入力データ ::

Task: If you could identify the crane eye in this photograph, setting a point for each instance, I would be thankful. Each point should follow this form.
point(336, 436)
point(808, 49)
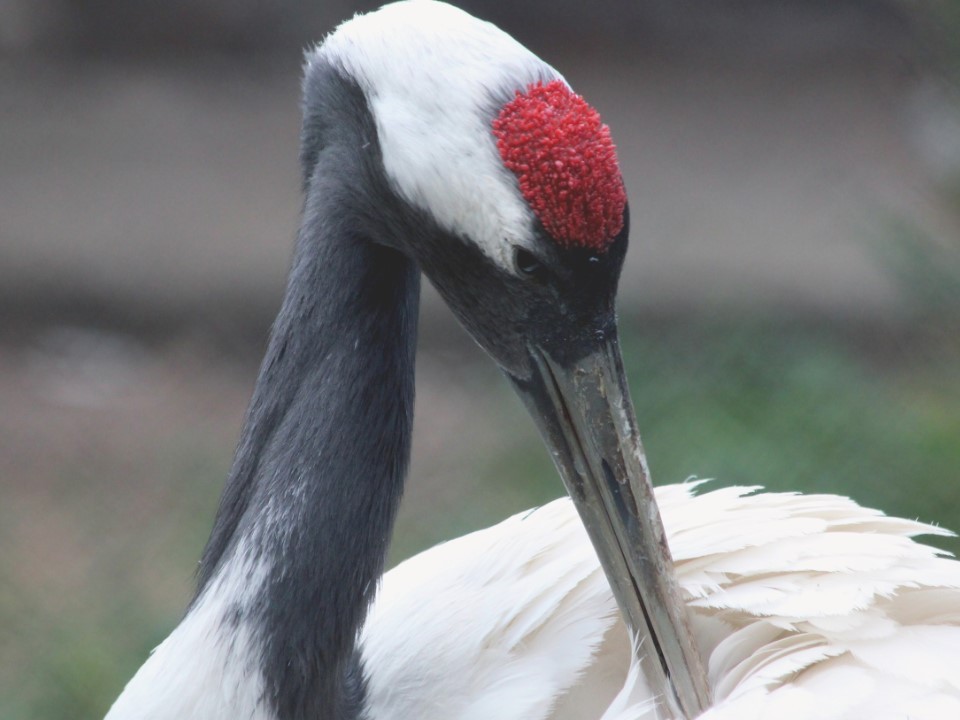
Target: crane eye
point(528, 265)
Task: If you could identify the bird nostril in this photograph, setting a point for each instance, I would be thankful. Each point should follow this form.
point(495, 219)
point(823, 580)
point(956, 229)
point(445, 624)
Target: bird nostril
point(528, 265)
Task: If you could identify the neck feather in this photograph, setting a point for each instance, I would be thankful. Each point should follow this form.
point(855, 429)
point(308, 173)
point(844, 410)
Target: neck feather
point(311, 499)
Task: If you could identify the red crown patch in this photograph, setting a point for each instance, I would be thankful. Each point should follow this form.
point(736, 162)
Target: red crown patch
point(566, 163)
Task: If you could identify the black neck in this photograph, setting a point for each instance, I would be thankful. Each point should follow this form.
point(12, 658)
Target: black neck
point(318, 474)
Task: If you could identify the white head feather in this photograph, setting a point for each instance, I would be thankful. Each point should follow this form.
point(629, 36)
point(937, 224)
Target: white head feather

課題の指示 ::
「Task: If you could identify the red」を含む行から始まり「point(318, 474)」を含む行で終わる範囲（両端の行を含む）だけを、依頼の文も含めてもう一度書き出しなさい。その際、解答の座標の数値だけを2.35倍して四捨五入で整数にし、依頼の文や書式の見本の数値はそのままにすること。

完成した解答 ::
Task: If you could identify the red crown patch in this photograph, setting a point for each instance, I would be thankful. Each point should follow this form.
point(736, 162)
Target: red crown patch
point(1330, 383)
Task: If you could identify the black neck in this photograph, setting a point for each instance, I would be thankful. Each point should follow this form.
point(12, 658)
Target: black neck
point(747, 1114)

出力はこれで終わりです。